When Jonathan Martin’s agent complained to Dolphins GM Jeff Ireland about teammate Richie Incognito’s abusive behavior, Ireland said Martin should physically confront Incognito and "punch" him, Pro Football Talk reported Wednesday night.
Dolphins coaches knew Incognito was hazing Martin and other young teammates, and allowed it because they believed it would toughen up the players, FOX Sports NFL Insider Mike Garafolo reported this week.
The league is investigating the relationship Incognito had with Martin, who left the team last week because of emotional issues. Incognito was suspended indefinitely by coach Joe Philbin for his treatment of Martin.
"As the representative organization of all players, the NFLPA will insist on a fair investigation for all involved," the union said in a statement Tuesday that included no condemnation of Incognito’s conduct.
Instead, the union said accountability rested with the Dolphins.

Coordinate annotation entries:
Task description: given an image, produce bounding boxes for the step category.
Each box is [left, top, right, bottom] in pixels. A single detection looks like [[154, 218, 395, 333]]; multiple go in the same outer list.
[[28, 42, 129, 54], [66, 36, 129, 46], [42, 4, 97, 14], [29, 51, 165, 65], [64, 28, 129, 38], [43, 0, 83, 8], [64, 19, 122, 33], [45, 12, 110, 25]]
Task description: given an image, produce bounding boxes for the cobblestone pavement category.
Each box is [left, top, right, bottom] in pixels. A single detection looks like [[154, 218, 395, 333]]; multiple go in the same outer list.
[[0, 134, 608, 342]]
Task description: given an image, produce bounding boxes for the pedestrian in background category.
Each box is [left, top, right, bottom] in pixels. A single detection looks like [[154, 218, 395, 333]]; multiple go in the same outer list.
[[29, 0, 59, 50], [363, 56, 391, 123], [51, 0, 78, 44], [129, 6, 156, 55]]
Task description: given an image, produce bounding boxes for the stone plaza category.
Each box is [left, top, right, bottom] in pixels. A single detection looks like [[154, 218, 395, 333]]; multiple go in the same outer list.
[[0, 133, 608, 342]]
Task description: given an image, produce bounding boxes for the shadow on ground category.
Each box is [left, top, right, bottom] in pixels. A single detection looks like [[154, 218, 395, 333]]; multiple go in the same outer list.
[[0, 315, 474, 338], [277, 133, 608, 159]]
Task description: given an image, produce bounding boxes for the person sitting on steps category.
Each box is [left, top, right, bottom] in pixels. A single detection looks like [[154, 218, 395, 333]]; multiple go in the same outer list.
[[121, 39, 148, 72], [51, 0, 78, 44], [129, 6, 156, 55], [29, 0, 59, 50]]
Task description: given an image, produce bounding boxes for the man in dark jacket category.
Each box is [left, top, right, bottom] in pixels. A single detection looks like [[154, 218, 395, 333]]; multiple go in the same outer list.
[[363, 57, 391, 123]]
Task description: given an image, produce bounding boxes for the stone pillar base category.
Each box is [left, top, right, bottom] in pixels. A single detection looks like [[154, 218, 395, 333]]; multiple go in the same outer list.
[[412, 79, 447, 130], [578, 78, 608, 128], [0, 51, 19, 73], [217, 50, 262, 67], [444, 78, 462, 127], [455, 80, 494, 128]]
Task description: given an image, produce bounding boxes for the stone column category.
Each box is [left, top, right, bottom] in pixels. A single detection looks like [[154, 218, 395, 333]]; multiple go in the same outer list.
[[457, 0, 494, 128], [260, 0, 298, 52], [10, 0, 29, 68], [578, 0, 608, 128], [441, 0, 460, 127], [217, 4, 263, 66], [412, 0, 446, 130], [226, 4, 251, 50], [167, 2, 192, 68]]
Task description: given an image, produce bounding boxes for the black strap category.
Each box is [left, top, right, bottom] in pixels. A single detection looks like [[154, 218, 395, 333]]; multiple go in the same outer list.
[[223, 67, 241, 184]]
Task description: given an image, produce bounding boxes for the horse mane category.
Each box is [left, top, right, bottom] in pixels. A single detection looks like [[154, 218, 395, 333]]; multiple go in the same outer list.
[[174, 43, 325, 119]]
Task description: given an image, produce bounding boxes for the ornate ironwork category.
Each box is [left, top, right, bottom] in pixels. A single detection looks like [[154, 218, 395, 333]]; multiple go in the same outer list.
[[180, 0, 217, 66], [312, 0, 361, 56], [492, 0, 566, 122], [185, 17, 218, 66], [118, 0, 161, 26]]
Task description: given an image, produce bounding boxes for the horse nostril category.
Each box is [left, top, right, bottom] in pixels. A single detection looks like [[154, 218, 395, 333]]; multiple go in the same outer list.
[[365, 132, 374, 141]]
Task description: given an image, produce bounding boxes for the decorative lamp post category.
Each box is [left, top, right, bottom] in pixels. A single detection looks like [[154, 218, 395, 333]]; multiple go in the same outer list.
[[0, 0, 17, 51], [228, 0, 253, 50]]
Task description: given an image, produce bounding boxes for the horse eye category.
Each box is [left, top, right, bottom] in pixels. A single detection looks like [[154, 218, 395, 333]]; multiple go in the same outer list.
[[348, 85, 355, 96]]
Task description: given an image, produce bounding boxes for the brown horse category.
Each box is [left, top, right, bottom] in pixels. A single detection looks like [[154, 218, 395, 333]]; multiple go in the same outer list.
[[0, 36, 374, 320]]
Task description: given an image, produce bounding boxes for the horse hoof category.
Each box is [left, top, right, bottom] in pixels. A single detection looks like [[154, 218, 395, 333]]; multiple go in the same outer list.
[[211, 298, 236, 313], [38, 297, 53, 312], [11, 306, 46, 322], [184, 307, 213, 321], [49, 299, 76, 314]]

Task set:
[1] Answer these questions about the Dolphins news report:
(a) Which outlet reported Jeff Ireland's response to the complaint from Jonathan Martin's agent?
(b) Who suspended Richie Incognito indefinitely?
(c) On what day did the union release its statement?
[2] Resume the Dolphins news report after its final sentence.

Task-by-task answers:
[1]
(a) Pro Football Talk
(b) Coach Joe Philbin
(c) Tuesday

[2]
"We expect that the NFL and its clubs create a safe and professional workplace for all players, and that owners, executives, coaches and players should set the best standards and examples," the union said. "It is the duty of this union to hold the clubs … accountable for safety and professionalism in the workplace. … We will continue to remain in contact with the impacted players, their representatives and player leadership."
Philbin said he was unaware of any harassment between the players until after Martin left the team.
"If the (NFL) review shows that this is not a safe atmosphere, I will take whatever measures are necessary to ensure that it is," Philbin said.
After practice Wednesday, several Dolphins questioned why Martin left and supported Incognito.
”I don’t know why he’s doing this,” offensive tackle Tyson Clabo said of Martin. ”And the only person who knows why, his name is Jonathan Martin.”
Last week, Martin’s agent said the second-year player from Stanford was harassed almost daily by teammates in his rookie year and the hazing continued into this season. Commissioner Roger Goodell appointed a New York lawyer with experience in sports cases to investigate the case.
The controversy attracted more than 100 reporters and cameramen to the Dolphins’ complex Wednesday, and when the throng entered the locker room after practice, a player pushed the button on a boom box sitting at Incognito’s stall.
Circus music began to play.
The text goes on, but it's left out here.